RECORDED DATA:
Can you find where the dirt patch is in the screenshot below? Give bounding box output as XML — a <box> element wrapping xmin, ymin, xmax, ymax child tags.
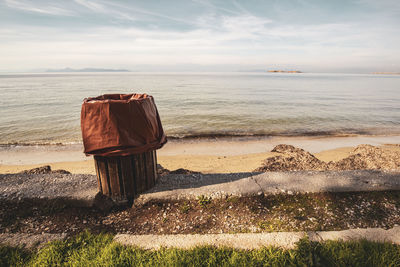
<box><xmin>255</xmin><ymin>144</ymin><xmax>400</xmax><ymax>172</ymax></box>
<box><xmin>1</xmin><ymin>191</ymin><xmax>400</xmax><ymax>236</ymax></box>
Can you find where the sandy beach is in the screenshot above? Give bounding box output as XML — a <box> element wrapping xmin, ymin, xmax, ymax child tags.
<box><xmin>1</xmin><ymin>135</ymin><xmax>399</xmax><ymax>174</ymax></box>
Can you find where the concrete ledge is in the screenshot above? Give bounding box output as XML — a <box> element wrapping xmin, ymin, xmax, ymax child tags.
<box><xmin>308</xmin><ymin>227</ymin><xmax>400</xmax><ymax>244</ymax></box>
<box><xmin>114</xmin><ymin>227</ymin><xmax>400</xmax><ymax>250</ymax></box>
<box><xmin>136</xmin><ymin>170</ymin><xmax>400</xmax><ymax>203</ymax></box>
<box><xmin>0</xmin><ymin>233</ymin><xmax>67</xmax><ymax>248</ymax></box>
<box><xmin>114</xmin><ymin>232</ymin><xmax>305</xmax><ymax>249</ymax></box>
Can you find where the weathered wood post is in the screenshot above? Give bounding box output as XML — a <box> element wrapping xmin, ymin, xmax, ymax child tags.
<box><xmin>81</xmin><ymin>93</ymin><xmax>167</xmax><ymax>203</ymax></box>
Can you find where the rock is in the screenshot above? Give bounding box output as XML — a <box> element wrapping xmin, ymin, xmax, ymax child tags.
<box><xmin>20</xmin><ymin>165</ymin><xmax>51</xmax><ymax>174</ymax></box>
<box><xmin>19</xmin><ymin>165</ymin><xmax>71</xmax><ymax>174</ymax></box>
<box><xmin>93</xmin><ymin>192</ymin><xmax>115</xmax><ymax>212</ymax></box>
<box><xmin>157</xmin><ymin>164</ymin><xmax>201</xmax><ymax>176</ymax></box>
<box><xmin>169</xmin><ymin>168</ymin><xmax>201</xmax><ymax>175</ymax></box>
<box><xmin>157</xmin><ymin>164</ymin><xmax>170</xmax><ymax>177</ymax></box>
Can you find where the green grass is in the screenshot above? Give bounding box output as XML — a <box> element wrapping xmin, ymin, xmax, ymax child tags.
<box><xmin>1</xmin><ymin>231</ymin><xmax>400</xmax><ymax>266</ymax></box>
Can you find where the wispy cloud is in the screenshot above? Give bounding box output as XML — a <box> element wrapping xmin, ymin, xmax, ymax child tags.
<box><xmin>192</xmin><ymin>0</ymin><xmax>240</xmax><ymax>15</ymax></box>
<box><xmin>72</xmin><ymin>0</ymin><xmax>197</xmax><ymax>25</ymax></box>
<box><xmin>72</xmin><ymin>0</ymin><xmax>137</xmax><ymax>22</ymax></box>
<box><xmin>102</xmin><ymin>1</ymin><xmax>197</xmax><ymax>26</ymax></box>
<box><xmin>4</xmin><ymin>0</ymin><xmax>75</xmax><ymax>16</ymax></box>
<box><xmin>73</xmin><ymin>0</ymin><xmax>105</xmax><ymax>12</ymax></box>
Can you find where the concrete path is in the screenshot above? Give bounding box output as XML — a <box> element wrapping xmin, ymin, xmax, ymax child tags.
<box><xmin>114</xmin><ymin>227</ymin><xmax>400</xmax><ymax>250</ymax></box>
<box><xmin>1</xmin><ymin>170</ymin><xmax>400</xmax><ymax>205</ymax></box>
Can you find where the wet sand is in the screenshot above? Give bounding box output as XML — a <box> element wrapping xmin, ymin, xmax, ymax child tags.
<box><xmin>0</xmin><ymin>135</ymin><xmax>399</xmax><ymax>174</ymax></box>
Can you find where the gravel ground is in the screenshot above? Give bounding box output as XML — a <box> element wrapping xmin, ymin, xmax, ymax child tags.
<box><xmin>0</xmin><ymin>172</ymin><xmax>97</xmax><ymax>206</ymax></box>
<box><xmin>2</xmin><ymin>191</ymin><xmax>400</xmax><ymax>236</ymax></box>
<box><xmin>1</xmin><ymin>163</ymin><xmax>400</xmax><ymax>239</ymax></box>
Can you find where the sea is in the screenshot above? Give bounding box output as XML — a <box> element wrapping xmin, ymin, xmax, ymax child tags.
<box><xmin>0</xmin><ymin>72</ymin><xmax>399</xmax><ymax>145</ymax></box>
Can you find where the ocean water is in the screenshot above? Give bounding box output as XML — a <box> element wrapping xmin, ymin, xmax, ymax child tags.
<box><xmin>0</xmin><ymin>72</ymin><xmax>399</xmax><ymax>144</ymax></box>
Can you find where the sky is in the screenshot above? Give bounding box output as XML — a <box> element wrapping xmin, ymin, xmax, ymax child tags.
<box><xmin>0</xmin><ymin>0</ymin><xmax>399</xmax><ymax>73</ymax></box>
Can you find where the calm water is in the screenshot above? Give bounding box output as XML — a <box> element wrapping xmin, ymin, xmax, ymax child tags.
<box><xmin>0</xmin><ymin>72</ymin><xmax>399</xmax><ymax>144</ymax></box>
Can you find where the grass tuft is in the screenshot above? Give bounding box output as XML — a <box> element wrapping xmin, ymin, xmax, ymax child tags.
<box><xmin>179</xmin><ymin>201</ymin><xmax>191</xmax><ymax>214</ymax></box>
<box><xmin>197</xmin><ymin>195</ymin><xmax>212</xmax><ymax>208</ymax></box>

WHAT YOU WILL DO: The entries are to be written out again exactly, though without any images.

TASK RESPONSE:
Can you find where the dirt patch is in the screenshot below? Give bounding box output as XML — a <box> element wrapping xmin, ymin, xmax, ymax child tags.
<box><xmin>255</xmin><ymin>144</ymin><xmax>400</xmax><ymax>172</ymax></box>
<box><xmin>1</xmin><ymin>191</ymin><xmax>400</xmax><ymax>236</ymax></box>
Can you find where the sandy beach is in the screenshot above? Give bounding box output as XML — a <box> element wrapping xmin, ymin, xmax, ymax child tags.
<box><xmin>1</xmin><ymin>135</ymin><xmax>399</xmax><ymax>174</ymax></box>
Can you find where the concrete ledge is in the screenshot above? Give bounding box output as XML — a <box> element wrapping xmin, ymin, xmax, ymax child tags.
<box><xmin>308</xmin><ymin>227</ymin><xmax>400</xmax><ymax>244</ymax></box>
<box><xmin>114</xmin><ymin>227</ymin><xmax>400</xmax><ymax>250</ymax></box>
<box><xmin>136</xmin><ymin>170</ymin><xmax>400</xmax><ymax>203</ymax></box>
<box><xmin>0</xmin><ymin>233</ymin><xmax>67</xmax><ymax>248</ymax></box>
<box><xmin>114</xmin><ymin>232</ymin><xmax>305</xmax><ymax>249</ymax></box>
Can you find where the weathered wood post is in the screenshot above? Give bounding box output as XML — a <box> element wrapping xmin, ymin, xmax, ymax child tags.
<box><xmin>81</xmin><ymin>93</ymin><xmax>167</xmax><ymax>203</ymax></box>
Can you find where the rock is in the screenshot above? Give bounding box output as XML — a <box> element wrapping xmin, ymin, xmax, ymax child tags.
<box><xmin>20</xmin><ymin>165</ymin><xmax>51</xmax><ymax>174</ymax></box>
<box><xmin>19</xmin><ymin>165</ymin><xmax>71</xmax><ymax>174</ymax></box>
<box><xmin>93</xmin><ymin>192</ymin><xmax>115</xmax><ymax>212</ymax></box>
<box><xmin>157</xmin><ymin>164</ymin><xmax>201</xmax><ymax>176</ymax></box>
<box><xmin>169</xmin><ymin>168</ymin><xmax>201</xmax><ymax>175</ymax></box>
<box><xmin>157</xmin><ymin>164</ymin><xmax>170</xmax><ymax>177</ymax></box>
Can you find where the green grass is in the screenshot above? Give bounding box output as XML — a <box> element wrapping xmin, ymin, xmax, ymax child tags.
<box><xmin>1</xmin><ymin>231</ymin><xmax>400</xmax><ymax>266</ymax></box>
Can you find where the wispy cloud is in the screenshot above? Give bounding box output as XML — a <box> element wrapping xmin, ymin, xmax, ymax child tags.
<box><xmin>192</xmin><ymin>0</ymin><xmax>240</xmax><ymax>15</ymax></box>
<box><xmin>72</xmin><ymin>0</ymin><xmax>197</xmax><ymax>25</ymax></box>
<box><xmin>72</xmin><ymin>0</ymin><xmax>137</xmax><ymax>22</ymax></box>
<box><xmin>102</xmin><ymin>1</ymin><xmax>197</xmax><ymax>26</ymax></box>
<box><xmin>4</xmin><ymin>0</ymin><xmax>75</xmax><ymax>16</ymax></box>
<box><xmin>73</xmin><ymin>0</ymin><xmax>105</xmax><ymax>12</ymax></box>
Can you find where the concrete path is in the screenshot above? Give bounding box output as XML — a <box> element wrapping xmin, ymin, xmax, ymax child tags.
<box><xmin>114</xmin><ymin>227</ymin><xmax>400</xmax><ymax>250</ymax></box>
<box><xmin>1</xmin><ymin>170</ymin><xmax>400</xmax><ymax>205</ymax></box>
Can you find where the wet sand is in the screenshot above? Give bounding box output as XML — a <box> element wrapping xmin, ymin, xmax, ymax child tags.
<box><xmin>0</xmin><ymin>135</ymin><xmax>399</xmax><ymax>174</ymax></box>
Can you find where the gravel ground is in the screenshot above? Give bounding box output as XML — a <box> element wrapping xmin, ymin, xmax, ymax child tags.
<box><xmin>0</xmin><ymin>172</ymin><xmax>97</xmax><ymax>206</ymax></box>
<box><xmin>2</xmin><ymin>191</ymin><xmax>400</xmax><ymax>236</ymax></box>
<box><xmin>1</xmin><ymin>163</ymin><xmax>400</xmax><ymax>239</ymax></box>
Can you find where the sea is in the screenshot above? Give bounding box output as XML — a <box> element wrapping xmin, ymin, xmax, ymax child tags.
<box><xmin>0</xmin><ymin>72</ymin><xmax>399</xmax><ymax>145</ymax></box>
Can you find where the ocean water is in the screenshot above? Give bounding box output as XML — a <box> element wrapping xmin, ymin, xmax, ymax child tags.
<box><xmin>0</xmin><ymin>72</ymin><xmax>399</xmax><ymax>144</ymax></box>
Can you find where the sky is in the screenshot above? Give bounding box output as XML — a <box> element wrapping xmin, ymin, xmax, ymax child tags.
<box><xmin>0</xmin><ymin>0</ymin><xmax>399</xmax><ymax>73</ymax></box>
Can you find where the calm water is in the screenshot above? Give bounding box output as XML — a <box> element wrapping xmin, ymin, xmax, ymax child tags.
<box><xmin>0</xmin><ymin>72</ymin><xmax>399</xmax><ymax>144</ymax></box>
Can you find where the grass tuft is in the screenshot above? Give bounding box output as XML — a <box> element wrapping xmin, ymin, xmax, ymax child tags.
<box><xmin>179</xmin><ymin>201</ymin><xmax>191</xmax><ymax>214</ymax></box>
<box><xmin>197</xmin><ymin>195</ymin><xmax>212</xmax><ymax>208</ymax></box>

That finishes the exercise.